● **Goal**: Gather every line in the data below that contains the word "jacket". Case counts.

========

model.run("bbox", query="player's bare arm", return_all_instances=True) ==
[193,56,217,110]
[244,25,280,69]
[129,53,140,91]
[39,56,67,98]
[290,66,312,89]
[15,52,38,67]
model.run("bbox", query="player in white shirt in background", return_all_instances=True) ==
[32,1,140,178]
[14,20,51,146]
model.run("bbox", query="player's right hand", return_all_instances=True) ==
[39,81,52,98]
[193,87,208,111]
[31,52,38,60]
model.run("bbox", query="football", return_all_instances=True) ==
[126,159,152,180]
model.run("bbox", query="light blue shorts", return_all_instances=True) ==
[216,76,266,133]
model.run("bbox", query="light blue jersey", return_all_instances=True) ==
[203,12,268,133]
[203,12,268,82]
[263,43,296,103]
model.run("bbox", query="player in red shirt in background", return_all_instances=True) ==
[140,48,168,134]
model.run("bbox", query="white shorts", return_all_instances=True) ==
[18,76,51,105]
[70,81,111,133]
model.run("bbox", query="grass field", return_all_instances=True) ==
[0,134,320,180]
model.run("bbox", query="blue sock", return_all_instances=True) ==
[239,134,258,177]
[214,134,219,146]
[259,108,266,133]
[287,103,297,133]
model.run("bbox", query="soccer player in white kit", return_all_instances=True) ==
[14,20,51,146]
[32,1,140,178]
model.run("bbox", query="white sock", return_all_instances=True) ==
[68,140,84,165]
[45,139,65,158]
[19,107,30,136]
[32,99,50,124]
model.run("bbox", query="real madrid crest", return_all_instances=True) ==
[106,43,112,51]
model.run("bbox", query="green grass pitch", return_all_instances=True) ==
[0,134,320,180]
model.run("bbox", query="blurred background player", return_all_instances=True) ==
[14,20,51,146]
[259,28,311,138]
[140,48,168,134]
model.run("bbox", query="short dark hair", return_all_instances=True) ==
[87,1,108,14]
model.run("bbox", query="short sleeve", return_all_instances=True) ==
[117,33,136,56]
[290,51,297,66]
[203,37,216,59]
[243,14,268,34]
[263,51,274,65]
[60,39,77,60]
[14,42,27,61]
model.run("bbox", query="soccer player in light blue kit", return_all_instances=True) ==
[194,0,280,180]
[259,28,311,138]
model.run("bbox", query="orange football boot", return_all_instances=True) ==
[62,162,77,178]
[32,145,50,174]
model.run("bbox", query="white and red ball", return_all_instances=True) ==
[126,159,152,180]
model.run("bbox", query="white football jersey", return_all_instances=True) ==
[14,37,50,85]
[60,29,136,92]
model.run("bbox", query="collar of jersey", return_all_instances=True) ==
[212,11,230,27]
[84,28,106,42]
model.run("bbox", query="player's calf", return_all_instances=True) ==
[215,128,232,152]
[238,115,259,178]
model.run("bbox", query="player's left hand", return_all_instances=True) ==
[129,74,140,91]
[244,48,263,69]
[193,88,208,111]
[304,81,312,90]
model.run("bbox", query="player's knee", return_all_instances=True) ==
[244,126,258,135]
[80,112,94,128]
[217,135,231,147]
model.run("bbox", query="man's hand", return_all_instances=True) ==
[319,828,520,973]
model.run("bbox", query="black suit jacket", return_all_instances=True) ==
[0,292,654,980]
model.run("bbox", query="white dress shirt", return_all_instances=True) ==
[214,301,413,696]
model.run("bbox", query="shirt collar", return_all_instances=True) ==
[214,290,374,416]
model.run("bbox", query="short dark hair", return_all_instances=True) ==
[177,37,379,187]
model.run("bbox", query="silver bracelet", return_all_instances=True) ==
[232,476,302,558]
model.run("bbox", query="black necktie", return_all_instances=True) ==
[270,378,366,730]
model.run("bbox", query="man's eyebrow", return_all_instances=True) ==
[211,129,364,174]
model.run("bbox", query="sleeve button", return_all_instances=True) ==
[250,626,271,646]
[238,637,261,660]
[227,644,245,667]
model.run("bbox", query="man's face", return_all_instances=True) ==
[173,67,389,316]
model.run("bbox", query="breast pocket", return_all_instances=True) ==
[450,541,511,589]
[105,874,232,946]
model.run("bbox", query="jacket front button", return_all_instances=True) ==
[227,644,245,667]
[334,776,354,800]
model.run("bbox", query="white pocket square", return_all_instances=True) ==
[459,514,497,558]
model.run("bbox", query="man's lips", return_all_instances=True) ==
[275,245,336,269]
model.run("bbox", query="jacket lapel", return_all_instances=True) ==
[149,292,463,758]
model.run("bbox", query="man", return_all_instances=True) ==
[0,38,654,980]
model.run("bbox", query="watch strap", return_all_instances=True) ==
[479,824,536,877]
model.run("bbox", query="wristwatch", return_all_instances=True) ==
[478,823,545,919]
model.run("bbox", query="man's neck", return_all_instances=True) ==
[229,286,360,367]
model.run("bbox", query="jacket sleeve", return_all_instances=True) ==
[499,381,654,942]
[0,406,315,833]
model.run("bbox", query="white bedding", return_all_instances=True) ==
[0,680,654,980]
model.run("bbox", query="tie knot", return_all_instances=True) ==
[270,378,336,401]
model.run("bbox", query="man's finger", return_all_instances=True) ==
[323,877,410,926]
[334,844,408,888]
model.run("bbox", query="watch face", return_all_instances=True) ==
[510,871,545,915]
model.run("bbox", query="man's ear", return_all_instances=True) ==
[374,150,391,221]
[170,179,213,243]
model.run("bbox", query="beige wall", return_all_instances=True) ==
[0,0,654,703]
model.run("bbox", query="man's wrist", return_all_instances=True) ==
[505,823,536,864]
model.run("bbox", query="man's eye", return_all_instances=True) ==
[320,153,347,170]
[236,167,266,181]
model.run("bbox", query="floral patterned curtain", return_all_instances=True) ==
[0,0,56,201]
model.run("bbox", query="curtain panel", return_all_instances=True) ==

========

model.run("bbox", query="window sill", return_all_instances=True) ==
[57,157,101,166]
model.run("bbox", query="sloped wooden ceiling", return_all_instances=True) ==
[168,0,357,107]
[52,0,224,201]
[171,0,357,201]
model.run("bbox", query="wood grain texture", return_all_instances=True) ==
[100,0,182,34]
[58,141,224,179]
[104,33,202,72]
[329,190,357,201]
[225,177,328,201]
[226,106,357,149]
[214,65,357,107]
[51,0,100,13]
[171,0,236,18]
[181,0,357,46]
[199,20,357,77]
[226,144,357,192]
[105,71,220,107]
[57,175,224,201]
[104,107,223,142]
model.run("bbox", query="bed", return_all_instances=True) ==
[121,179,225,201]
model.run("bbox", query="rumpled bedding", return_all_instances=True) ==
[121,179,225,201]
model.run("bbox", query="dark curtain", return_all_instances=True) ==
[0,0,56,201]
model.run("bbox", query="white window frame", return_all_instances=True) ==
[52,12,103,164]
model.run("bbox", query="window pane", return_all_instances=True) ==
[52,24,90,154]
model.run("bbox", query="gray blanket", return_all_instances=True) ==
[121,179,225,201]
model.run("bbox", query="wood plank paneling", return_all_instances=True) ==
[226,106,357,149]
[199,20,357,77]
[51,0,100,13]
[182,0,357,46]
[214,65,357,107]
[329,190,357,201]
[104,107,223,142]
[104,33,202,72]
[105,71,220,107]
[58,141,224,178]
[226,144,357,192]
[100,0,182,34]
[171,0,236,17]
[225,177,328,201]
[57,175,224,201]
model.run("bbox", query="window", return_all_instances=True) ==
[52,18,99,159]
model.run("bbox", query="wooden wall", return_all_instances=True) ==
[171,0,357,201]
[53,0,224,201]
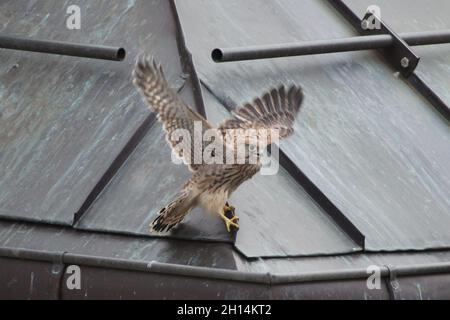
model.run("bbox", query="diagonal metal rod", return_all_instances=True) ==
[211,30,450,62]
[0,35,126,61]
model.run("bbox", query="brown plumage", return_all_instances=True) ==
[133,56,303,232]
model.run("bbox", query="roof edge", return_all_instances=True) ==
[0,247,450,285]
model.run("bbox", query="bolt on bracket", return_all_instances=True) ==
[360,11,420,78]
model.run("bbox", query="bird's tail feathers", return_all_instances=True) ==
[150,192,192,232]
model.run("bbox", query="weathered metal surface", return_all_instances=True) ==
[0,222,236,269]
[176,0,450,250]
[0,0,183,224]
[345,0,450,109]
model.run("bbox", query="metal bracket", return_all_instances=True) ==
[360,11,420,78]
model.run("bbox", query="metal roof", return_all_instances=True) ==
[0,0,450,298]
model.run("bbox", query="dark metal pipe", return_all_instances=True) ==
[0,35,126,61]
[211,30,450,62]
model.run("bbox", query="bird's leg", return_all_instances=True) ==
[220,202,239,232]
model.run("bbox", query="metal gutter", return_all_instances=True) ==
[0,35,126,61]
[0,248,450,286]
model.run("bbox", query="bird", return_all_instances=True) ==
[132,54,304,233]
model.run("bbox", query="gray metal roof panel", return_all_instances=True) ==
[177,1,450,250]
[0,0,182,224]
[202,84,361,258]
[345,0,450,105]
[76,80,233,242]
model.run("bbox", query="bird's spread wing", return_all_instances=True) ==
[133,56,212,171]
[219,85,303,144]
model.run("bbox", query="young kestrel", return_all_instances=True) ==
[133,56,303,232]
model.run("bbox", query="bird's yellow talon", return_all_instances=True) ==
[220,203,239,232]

========

● **Complete answer**:
model.run("bbox", query="black suit jacket", return_all_instances=True) ==
model.run("bbox", query="jacket front button", return_all_instances=True) ==
model.run("bbox", query="jacket lapel", return_all_instances=True) ==
model.run("bbox", query="jacket sleeve", return_all_instances=True) ==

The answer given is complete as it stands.